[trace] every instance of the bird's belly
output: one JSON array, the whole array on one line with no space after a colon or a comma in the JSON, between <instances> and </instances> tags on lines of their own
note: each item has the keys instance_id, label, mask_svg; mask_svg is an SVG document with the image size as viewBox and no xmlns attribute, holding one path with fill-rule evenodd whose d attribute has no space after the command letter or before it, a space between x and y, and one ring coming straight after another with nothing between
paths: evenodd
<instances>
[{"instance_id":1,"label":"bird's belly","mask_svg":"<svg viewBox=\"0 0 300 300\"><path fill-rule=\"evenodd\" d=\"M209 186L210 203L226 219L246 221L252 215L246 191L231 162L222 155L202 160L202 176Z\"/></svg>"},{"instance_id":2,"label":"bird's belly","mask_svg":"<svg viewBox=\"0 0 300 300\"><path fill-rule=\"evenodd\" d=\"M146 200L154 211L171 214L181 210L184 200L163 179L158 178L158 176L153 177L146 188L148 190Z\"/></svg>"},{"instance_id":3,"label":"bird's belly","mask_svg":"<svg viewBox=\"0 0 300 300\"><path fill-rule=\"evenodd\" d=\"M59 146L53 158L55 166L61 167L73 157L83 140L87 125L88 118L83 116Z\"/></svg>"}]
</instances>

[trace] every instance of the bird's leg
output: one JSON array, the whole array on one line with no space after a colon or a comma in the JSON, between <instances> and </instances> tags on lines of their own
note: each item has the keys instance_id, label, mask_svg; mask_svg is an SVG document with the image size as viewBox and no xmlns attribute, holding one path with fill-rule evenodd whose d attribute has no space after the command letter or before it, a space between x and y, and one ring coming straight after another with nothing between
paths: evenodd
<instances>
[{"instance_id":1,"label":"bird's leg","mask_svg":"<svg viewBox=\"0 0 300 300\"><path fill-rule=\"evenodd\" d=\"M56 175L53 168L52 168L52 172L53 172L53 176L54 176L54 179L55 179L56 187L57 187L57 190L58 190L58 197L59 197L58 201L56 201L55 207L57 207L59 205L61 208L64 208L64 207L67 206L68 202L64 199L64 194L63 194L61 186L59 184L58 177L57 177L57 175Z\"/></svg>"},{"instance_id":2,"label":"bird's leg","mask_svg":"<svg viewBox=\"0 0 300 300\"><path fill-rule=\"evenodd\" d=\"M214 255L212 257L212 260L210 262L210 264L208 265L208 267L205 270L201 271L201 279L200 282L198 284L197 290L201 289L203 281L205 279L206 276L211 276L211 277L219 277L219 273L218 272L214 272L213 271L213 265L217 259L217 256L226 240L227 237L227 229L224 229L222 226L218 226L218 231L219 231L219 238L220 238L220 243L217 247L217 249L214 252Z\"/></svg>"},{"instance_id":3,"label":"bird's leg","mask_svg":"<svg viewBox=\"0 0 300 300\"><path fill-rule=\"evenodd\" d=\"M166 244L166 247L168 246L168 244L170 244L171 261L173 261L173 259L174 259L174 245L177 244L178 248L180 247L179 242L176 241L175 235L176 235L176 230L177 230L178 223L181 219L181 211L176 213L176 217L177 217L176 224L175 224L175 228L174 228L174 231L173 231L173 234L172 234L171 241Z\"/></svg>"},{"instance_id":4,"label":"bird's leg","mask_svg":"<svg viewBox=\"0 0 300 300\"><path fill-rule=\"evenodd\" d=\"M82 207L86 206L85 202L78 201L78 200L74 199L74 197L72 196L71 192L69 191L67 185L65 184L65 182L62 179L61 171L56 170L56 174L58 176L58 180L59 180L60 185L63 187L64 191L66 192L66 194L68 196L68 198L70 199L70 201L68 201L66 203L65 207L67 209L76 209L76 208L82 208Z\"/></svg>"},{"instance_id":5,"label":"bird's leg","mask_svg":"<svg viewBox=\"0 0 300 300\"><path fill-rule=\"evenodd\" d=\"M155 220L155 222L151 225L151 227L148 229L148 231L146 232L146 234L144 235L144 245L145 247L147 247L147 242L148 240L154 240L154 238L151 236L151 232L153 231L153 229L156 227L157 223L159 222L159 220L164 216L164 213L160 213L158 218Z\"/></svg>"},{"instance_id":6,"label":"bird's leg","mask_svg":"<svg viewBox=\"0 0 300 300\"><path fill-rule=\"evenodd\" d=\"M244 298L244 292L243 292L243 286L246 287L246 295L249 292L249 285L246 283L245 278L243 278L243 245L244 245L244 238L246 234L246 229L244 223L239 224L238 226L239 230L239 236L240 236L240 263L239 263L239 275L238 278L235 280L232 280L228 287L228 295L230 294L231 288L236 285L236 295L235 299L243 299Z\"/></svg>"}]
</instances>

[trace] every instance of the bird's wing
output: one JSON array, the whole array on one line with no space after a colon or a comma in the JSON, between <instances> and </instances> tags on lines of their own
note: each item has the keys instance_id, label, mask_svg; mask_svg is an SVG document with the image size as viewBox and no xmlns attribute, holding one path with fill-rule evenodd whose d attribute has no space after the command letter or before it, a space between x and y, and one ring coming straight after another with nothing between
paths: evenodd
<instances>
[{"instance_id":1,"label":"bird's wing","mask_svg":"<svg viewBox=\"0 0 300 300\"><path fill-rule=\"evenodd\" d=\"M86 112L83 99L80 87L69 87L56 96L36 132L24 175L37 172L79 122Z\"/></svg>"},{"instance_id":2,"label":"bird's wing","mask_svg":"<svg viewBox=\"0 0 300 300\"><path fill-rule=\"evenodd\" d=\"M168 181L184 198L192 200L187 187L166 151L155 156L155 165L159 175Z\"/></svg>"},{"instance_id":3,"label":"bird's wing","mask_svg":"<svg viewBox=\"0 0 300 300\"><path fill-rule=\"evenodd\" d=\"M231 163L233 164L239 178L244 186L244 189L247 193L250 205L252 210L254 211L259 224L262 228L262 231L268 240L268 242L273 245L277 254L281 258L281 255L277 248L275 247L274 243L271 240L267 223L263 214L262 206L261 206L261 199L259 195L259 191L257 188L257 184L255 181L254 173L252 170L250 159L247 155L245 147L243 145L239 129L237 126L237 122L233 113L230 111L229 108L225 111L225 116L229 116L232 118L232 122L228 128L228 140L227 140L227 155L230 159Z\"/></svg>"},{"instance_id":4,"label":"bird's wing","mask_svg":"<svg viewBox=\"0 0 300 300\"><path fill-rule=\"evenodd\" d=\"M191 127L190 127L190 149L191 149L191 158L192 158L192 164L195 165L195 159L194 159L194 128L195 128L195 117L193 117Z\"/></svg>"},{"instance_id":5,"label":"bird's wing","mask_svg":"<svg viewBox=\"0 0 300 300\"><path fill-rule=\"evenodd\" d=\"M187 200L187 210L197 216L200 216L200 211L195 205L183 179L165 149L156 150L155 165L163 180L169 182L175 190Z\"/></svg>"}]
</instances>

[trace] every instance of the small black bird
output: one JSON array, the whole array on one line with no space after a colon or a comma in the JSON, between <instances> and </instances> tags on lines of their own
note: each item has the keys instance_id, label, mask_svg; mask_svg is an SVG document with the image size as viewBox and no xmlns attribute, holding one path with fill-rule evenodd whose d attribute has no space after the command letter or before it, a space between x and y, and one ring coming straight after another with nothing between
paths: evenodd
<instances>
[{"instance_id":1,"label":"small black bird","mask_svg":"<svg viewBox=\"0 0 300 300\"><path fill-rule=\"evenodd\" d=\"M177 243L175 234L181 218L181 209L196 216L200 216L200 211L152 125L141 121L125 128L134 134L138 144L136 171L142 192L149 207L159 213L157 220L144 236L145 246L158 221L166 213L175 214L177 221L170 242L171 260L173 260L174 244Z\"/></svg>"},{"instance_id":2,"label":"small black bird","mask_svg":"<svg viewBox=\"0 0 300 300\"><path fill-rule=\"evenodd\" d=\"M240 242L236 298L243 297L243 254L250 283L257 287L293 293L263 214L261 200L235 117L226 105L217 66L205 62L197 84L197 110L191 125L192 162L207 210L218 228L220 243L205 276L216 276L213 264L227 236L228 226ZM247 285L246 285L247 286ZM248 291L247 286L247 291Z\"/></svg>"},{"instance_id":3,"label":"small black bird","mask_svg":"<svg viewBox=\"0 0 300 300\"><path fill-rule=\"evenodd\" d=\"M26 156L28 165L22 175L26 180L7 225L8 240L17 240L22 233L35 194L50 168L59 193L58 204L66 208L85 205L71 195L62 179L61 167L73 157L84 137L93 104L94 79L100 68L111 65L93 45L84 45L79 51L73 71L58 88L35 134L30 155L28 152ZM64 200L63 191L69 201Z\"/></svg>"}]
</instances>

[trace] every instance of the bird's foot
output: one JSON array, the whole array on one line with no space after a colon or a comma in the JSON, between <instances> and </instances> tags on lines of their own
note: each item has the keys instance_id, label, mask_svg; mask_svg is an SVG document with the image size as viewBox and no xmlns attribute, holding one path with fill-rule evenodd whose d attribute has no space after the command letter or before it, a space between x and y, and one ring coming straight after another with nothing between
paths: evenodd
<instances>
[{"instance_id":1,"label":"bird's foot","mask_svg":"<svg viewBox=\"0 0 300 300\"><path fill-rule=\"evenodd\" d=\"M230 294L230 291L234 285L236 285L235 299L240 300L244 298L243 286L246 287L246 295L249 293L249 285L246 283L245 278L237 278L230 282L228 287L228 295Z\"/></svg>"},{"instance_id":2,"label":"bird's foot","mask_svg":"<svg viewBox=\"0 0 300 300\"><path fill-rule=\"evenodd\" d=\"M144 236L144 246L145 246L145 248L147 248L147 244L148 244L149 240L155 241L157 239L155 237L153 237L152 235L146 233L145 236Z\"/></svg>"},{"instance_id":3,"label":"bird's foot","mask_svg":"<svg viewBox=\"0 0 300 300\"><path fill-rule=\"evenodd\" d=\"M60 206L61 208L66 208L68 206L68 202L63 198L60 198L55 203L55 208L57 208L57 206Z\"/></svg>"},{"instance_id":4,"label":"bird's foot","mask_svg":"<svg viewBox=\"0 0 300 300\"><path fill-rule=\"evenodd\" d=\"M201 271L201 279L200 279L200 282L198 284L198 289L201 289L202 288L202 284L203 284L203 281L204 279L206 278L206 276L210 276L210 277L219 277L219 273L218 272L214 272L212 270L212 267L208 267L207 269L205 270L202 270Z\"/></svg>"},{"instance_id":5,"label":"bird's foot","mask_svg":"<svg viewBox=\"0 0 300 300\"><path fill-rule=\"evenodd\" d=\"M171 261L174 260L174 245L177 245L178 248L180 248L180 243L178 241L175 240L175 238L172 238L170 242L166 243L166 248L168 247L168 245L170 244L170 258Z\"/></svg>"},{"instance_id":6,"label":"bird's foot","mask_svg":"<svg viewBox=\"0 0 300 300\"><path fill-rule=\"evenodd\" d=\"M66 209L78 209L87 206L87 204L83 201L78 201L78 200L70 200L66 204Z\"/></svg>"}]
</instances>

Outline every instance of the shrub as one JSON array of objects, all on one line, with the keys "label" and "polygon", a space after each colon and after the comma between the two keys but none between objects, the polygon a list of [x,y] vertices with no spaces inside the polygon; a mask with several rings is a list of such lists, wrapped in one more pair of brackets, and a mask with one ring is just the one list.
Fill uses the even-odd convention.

################

_Problem description_
Filter the entries down to the lines containing "trace". Copy each of those lines.

_Task response_
[trace] every instance of the bird's belly
[trace] every instance of the bird's leg
[trace] every instance of the bird's wing
[trace] every instance of the small black bird
[trace] every instance of the bird's foot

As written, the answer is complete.